Exercise goal: Please write out the complete listing that follows, exactly as it reads.
>> start Material provided
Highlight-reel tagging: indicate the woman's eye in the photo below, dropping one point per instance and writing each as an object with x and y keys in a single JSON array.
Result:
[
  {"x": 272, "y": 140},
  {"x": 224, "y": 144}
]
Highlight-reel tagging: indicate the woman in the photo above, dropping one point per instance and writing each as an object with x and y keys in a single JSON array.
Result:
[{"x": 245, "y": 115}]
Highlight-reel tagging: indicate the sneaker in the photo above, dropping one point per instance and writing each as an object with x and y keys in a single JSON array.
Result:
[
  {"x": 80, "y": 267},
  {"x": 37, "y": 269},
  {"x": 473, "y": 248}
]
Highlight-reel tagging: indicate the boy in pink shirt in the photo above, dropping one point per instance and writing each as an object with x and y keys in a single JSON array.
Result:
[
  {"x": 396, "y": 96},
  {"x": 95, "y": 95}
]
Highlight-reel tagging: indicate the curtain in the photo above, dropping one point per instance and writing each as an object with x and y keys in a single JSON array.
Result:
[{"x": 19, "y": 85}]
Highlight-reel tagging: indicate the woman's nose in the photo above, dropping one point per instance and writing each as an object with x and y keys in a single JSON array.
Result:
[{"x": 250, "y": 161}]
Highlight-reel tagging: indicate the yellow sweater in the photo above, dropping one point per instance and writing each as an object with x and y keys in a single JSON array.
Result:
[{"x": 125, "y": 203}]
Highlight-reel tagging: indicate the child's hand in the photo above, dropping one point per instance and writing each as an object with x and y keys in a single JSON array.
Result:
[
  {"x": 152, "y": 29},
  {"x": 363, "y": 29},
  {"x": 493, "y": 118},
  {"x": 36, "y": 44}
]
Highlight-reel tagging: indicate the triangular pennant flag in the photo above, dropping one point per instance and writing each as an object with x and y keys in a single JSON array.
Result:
>> end Material provided
Correct result:
Highlight-reel tagging: indicate the woman's eye in the photo below, dropping one point per instance and writing each as an object with x and y keys in a single JSON array.
Result:
[
  {"x": 272, "y": 140},
  {"x": 224, "y": 144}
]
Highlight-reel tagging: indicate the woman in the photo above, dropping one point per instance and writing each as an object with x and y keys in a single JSON array.
Result:
[{"x": 245, "y": 115}]
Highlight-reel tagging: indicate the sneaker in the photo above, dropping one point per instance and writing each as an object with x and y keys in a single JSON array.
Result:
[
  {"x": 80, "y": 267},
  {"x": 37, "y": 269},
  {"x": 473, "y": 248}
]
Highlight-reel tagging: indicate the boy in pink shirt in the photo above, dropping one point per instance and writing each as an object with x and y keys in a single JSON array.
Result:
[
  {"x": 396, "y": 96},
  {"x": 95, "y": 95}
]
Highlight-reel tagging: indicate the curtain in the photo above, dropping one point per instance and writing each as an object with x and y keys in a single JSON array.
Result:
[{"x": 19, "y": 85}]
Highlight-reel tagging: indicate the woman's nose in the photo above, dropping one point per instance and writing each as an object with x and y keys in a single JSON array.
Result:
[{"x": 250, "y": 161}]
Highlight-reel tagging: indicate the yellow sweater in the photo above, dropping one point per instance and writing each as an object with x and y keys in a single JSON array.
Result:
[{"x": 125, "y": 203}]
Highlight-reel tagging: indicate the child's hand in the photo above, dropping one point per instance and writing each as an object with x and y keys in a single JSON array.
Result:
[
  {"x": 152, "y": 29},
  {"x": 363, "y": 29},
  {"x": 493, "y": 118},
  {"x": 36, "y": 44}
]
Highlight-reel tagging: indicate the triangular pennant flag in the photo above, dropping one point per instance and writing each as an object with x and y keys in a single JSON array.
Result:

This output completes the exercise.